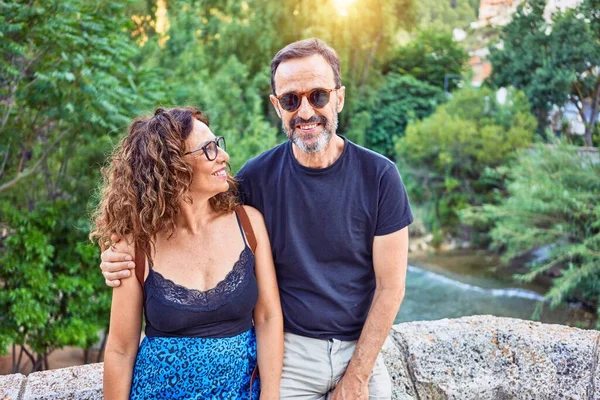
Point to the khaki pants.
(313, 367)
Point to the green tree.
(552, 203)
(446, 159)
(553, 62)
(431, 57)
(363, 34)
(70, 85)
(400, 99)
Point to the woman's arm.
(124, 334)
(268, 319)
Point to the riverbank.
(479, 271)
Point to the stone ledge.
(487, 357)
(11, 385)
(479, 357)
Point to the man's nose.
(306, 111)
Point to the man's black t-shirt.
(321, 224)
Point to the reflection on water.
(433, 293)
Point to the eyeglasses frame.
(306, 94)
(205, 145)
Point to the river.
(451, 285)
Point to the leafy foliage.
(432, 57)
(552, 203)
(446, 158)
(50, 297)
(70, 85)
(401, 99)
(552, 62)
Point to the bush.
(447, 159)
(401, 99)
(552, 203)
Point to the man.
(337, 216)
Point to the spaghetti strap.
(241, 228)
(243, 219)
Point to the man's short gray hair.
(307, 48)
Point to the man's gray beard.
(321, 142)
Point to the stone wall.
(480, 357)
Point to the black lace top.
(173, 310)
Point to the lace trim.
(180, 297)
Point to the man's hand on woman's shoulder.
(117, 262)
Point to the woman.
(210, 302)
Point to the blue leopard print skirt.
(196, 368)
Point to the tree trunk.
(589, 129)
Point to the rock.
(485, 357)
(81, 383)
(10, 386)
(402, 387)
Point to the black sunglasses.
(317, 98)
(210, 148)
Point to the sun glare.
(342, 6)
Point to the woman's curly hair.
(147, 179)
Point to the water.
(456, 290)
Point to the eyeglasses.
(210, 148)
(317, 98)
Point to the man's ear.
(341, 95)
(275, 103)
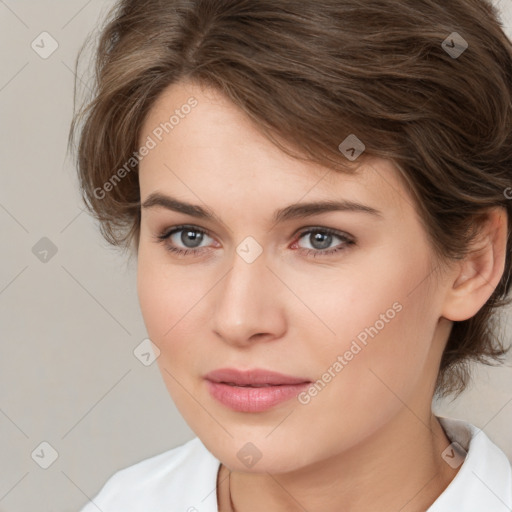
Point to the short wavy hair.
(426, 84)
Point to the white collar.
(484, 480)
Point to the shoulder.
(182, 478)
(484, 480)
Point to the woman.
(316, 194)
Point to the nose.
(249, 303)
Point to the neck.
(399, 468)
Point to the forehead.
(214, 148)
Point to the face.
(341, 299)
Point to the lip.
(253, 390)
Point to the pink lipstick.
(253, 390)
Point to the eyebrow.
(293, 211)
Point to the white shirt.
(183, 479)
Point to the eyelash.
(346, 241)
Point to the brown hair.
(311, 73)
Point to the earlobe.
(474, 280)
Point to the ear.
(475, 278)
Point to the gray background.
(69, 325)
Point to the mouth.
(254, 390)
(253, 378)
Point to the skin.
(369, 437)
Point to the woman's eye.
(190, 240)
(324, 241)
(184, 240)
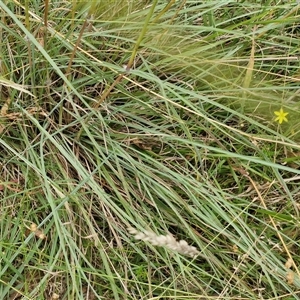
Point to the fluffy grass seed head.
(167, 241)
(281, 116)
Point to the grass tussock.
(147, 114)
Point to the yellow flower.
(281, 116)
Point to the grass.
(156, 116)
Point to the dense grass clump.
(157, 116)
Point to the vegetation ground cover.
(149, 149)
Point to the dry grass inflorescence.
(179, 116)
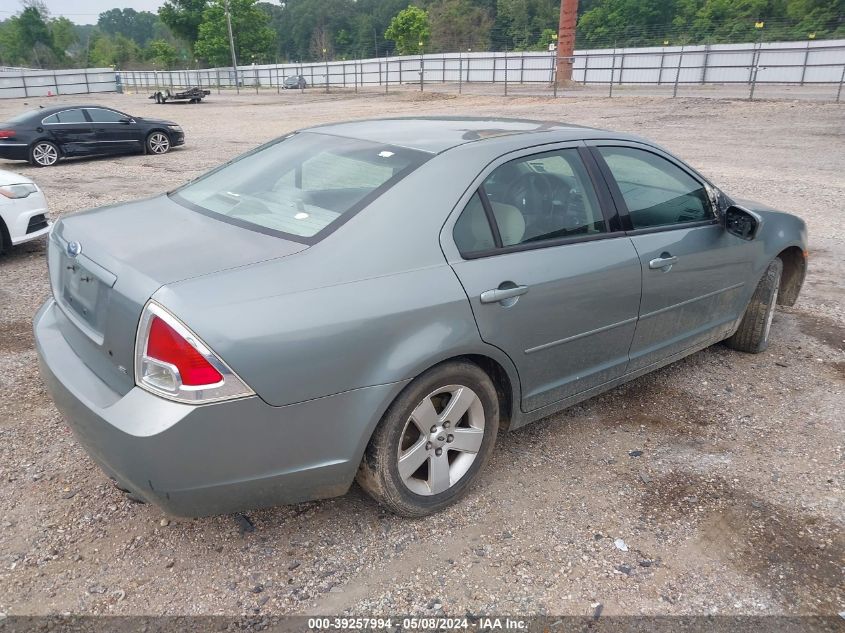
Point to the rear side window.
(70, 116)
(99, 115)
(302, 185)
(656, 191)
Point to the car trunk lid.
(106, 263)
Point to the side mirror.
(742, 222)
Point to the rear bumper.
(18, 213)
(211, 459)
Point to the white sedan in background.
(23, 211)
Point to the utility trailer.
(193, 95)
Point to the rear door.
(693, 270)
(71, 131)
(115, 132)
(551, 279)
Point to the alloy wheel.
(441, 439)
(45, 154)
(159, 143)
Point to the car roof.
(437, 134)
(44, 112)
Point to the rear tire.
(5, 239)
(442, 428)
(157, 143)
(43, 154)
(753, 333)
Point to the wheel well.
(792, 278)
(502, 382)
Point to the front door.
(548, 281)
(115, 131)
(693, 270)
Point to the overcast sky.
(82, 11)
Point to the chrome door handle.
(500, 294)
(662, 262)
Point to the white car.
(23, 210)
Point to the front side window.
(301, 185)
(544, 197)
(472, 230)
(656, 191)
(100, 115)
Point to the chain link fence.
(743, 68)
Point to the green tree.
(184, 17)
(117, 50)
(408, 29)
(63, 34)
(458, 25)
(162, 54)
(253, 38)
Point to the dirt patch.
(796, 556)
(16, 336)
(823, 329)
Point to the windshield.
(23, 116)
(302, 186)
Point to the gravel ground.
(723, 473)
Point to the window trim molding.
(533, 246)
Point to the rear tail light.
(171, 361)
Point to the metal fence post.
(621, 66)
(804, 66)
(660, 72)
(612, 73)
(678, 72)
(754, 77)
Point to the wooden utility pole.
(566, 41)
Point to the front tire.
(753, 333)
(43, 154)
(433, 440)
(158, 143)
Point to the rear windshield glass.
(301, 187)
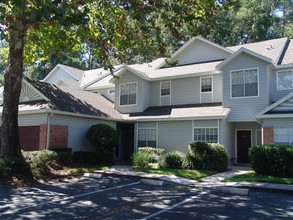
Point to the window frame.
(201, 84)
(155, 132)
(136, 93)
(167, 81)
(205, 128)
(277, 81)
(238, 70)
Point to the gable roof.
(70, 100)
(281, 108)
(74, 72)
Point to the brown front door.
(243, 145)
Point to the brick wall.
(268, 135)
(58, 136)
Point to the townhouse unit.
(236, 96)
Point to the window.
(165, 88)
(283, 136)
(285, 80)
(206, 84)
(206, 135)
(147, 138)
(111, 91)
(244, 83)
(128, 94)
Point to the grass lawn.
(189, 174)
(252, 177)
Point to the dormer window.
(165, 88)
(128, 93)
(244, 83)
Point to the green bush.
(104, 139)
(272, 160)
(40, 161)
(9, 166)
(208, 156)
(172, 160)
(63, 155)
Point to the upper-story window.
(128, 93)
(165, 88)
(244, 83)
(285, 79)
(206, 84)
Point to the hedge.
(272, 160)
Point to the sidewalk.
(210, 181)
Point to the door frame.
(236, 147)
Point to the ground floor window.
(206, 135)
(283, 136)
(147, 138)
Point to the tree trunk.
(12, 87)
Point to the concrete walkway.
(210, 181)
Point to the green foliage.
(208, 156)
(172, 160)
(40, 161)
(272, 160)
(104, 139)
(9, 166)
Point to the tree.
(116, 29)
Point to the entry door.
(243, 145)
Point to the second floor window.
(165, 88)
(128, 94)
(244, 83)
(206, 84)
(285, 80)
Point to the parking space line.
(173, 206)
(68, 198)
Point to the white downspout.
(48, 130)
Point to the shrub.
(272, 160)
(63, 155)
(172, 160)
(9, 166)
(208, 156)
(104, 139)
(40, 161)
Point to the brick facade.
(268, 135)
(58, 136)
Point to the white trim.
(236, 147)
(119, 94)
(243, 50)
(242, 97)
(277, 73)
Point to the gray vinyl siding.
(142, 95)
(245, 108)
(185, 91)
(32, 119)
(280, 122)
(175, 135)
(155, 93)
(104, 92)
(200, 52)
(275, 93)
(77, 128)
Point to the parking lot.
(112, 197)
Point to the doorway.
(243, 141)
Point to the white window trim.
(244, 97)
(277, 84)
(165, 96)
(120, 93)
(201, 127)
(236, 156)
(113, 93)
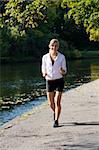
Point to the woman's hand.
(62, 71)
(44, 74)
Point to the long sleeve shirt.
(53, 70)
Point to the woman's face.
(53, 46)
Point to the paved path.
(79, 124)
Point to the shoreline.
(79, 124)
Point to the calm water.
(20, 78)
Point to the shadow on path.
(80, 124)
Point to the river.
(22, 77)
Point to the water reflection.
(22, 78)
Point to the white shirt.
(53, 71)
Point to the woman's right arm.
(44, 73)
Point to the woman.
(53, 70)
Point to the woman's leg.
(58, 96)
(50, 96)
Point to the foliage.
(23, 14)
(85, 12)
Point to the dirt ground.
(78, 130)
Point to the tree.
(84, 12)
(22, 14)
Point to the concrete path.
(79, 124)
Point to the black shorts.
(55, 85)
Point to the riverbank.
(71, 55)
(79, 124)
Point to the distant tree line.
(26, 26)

============

▶ _Do this_
Reproduce verbatim, and only, the lines starting at the one that contains "Point to the hedge." and ending with the final line of the records; leave out the pictures.

▶ _Result_
Point to the hedge.
(272, 160)
Point to the sidewalk.
(210, 181)
Point to the door frame.
(236, 147)
Point to the ground floor window.
(206, 135)
(283, 136)
(147, 138)
Point to the tree trunk.
(12, 87)
Point to the concrete walkway.
(210, 181)
Point to the green foliage.
(208, 156)
(172, 160)
(40, 161)
(272, 160)
(104, 139)
(9, 166)
Point to the tree.
(116, 29)
Point to the entry door.
(243, 145)
Point to the second floor window.
(165, 88)
(128, 94)
(244, 83)
(206, 84)
(285, 80)
Point to the parking space line.
(173, 206)
(68, 198)
Point to the white downspout.
(48, 130)
Point to the shrub.
(272, 160)
(63, 155)
(172, 160)
(9, 166)
(208, 156)
(104, 139)
(40, 161)
Point to the brick facade.
(268, 135)
(58, 136)
Point to the white trim.
(236, 147)
(119, 94)
(243, 50)
(242, 97)
(277, 73)
Point to the gray vinyl siding.
(142, 95)
(245, 108)
(185, 91)
(32, 119)
(280, 122)
(175, 135)
(155, 93)
(104, 92)
(200, 52)
(275, 93)
(77, 128)
Point to the parking lot.
(112, 197)
Point to the doorway.
(243, 141)
Point to the white window trim.
(244, 97)
(277, 84)
(165, 96)
(120, 93)
(201, 127)
(236, 156)
(113, 93)
Point to the woman's hand.
(62, 71)
(44, 74)
Point to the long sleeve shirt.
(53, 70)
Point to the woman's face.
(53, 46)
Point to the paved path.
(79, 124)
Point to the shoreline.
(79, 124)
Point to the calm water.
(20, 78)
Point to the shadow on path.
(80, 124)
Point to the river.
(22, 77)
Point to the water reflection.
(22, 78)
Point to the white shirt.
(53, 71)
Point to the woman's right arm.
(44, 73)
Point to the woman.
(53, 70)
Point to the woman's leg.
(58, 96)
(50, 96)
Point to the foliage.
(23, 14)
(85, 12)
Point to the dirt ground.
(78, 130)
Point to the tree.
(84, 12)
(22, 14)
Point to the concrete path.
(79, 124)
Point to the black shorts.
(55, 85)
Point to the riverbank.
(71, 55)
(79, 124)
Point to the distant tree line.
(26, 26)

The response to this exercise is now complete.